## Takenlijst
**1)** Neem de passage uit de tekst over het ECT tussen "In 2017 kwam" en "het te doorgronden.", beide inbegrepen, opnieuw over en vervang daarin "klimaatwet" door "milieuwet".
**2)** Welke energiebedrijven worden in de tekst over het ECT bij naam genoemd? Noem ze allemaal.
**3)** Zet de tekst over het ECT voort na de laatste zin.

Iets vergelijkbaars overkwam de Duitse bondskanselier Angela Merkel in 2012. Als reactie op de kernramp in Fukushima besliste zij alle Duitse kernreactoren tegen 2022 te sluiten. Dat was zonder het Zweedse energieconcern Vattenfall gerekend, dat in Duitsland twee Duitse kernreactoren heeft. Het diende een schadeclaim in voor naar verluidt meer dan 6 miljard euro.
In 2017 kwam de Franse minister van Milieu Nicolas Hulot met een ambitieuze klimaatwet die de ontginning van fossiele brandstoffen in Frankrijk zou verbieden. Daarop dreigde de Canadese energiereus Vermillion met wettelijke stappen. Dat bleek al voldoende om het voorstel van Hulot af te zwakken tot een tandeloze wettekst die de grote olie- en gasontginners tot 2040 ongemoeid laat.
Aantal zaken ontploft
De drie zaken hebben één ding gemeen: de bedrijven baseerden zich voor hun schadeclaims of hun dreigementen op een schimmig verdrag dat Italië, Duitsland en Frankrijk eind jaren negentig hebben ondertekend: het Energy Charter Treaty (ECT). Het pan-Europese journalistencollectief Investigate Europe en Trends doken in het ECT en spraken tientallen experts om het te doorgronden.
Het ECT is een verdrag dat investeerders in de energiesector beschermt tegen discriminerende praktijken van overheden. Een bedrijf kan een overheid onder het ECT aanklagen als die wetten aanneemt die de belangen van het bedrijf in het gedrang brengen. Dat kan gaan van het terugschroeven van fossiele brandstoffen tot de opzegging van gas- en oliepijpleidingen en het verlagen van elektriciteitsprijzen. Kenners noemen het een soort ‘mensenrechtenverdrag voor investeerders’.
De bedoeling van het verdrag was Europese energiebedrijven te beschermen toen ze investeerden in voormalige Sovjet-staten, waar de rechtstaat na de val van de Berlijnse Muur weinig bescherming bood. Dat heeft anders uitgepakt. Meer dan twee op de drie ECT-zaken worden ingdiend door Europese bedrijven tegen Europese lidstaten. Momenteel hebben 53 landen, waaronder de Europese Unie, het ECT ondertekend.
Een ECT-zaak gaat als volgt: een bedrijf of investeerder klaagt een overheid aan en eist dat het voor een tribunaal komt. De beide partijen duiden elk een scheidsrechter aan en samen kiezen ze een derde arbiter die het tribunaal voorzit. De partijen worden bijgestaan door hun advocaten.
Het aantal zaken is de jongste jaren ontploft. Tussen 1998 en 2007 waren het er maar 10, tussen 2010 en 2019 al 102. Spanje, Italië en Tsjechië zijn de meest aangeklaagde landen. Investeerders uit Nederland, Duitsland en Luxemburg beroepen zich het meest op het ECT. In 60 procent van de gevallen trokken de investeerders aan het langste eind. De schadeclaims zijn ook gestegen. In het begin was meer dan 100 miljoen euro uitzonderlijk, vandaag lopen ze in de miljarden. De grootste claim is die van het Russische Yukos. Aandeelhouders van dat olie- en gasbedrijf klaagden de Russische overheid aan, nadat die Yukos had ontmanteld. Ze kregen daarvoor 50 miljard dollar.

## Brongegevens

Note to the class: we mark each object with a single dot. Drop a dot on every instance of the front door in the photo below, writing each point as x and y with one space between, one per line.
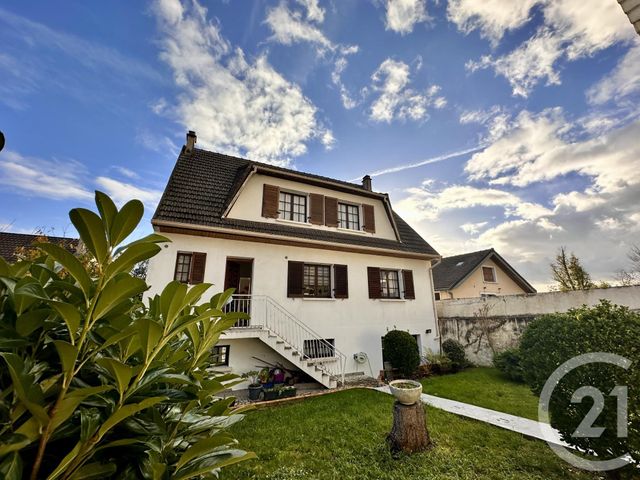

## Resultaten
**1)**
In 2017 kwam de Franse minister van Milieu Nicolas Hulot met een ambitieuze milieuwet die de ontginning van fossiele brandstoffen in Frankrijk zou verbieden. Daarop dreigde de Canadese energiereus Vermillion met wettelijke stappen. Dat bleek al voldoende om het voorstel van Hulot af te zwakken tot een tandeloze wettekst die de grote olie- en gasontginners tot 2040 ongemoeid laat.
Aantal zaken ontploft
De drie zaken hebben één ding gemeen: de bedrijven baseerden zich voor hun schadeclaims of hun dreigementen op een schimmig verdrag dat Italië, Duitsland en Frankrijk eind jaren negentig hebben ondertekend: het Energy Charter Treaty (ECT). Het pan-Europese journalistencollectief Investigate Europe en Trends doken in het ECT en spraken tientallen experts om het te doorgronden.

**2)** Vattenfall, Vermillion en Yukos.

**3)**
Rondom het ECT is een ecosysteem ontstaan van gespecialiseerde advocaten die de ene keer optreden als rechter, en de andere keer als juridisch adviseur. Dat roept vragen op over belangenconflicten.
Geen wettelijk kader
Alle rechtszekerheid rond de ECT-tribunalen is zoek. Het gaat niet om een internationaal hof waarin vaste rechters recht spreken in een welomschreven wettelijk kader. Het zijn ad-hoctribunalen, met partijen die de volgende keer aan de andere kant van de tafel kunnen zitten en die moeten oordelen op basis van een vaag en verouderd verdrag. Voor de compensaties bestaat geen kader. Iedereen vraagt maar naar believen.
“Waarom hebben we nog meer rechten voor bedrijven nodig? Wat is er mis met nationale gerechtelijke systemen?” zegt Pia Eberhardt. Zij schreef meerdere rapporten over het ECT voor Corporate Europe Observatory, een ngo die toeziet op de lobby van het grootbedrijf in de Europese Unie. “Als de rechtstaat een probleem is in bepaalde landen, moet je daar wat aan doen”, zegt ze. Investeerders gebruiken het ECT niet omdat ze nergens anders terechtkunnen, maar omdat ze er veel meer geld uit kunnen slaan, aldus Eberhardt.
De grootste kritiek op het ECT is dat het ambitieuze energie- en klimaatdoelstellingen fnuikt, omdat landen bang zijn aangeklaagd te worden. Het verdrag beschermt de fossielebrandstofinfrastructuur in de Europese Unie. Volgens berekeningen van Investigate Europe gaat het om zo’n 345 miljard euro aan kolen- en gascentrales, olievelden en gasleidingen die onder de vleugels van het ECT niets te vrezen hebben.
Volgens Yamina Saheb zit het ECT de energietransitie in de weg. Zij is het voormalige hoofd van de Energy Efficiency Unit van het secretariaat van het ECT. Haar taak was het verdrag in lijn te brengen met de klimaatdoelstellingen van Parijs. “Ik stelde vast dat het waarschijnlijk niet zou lukken”, vertelt ze. “Ik moest mijn opdracht stopzetten en mijn bevindingen werden niet gedeeld met de betrokken ICT-partijen.” Saheb werd ontslagen.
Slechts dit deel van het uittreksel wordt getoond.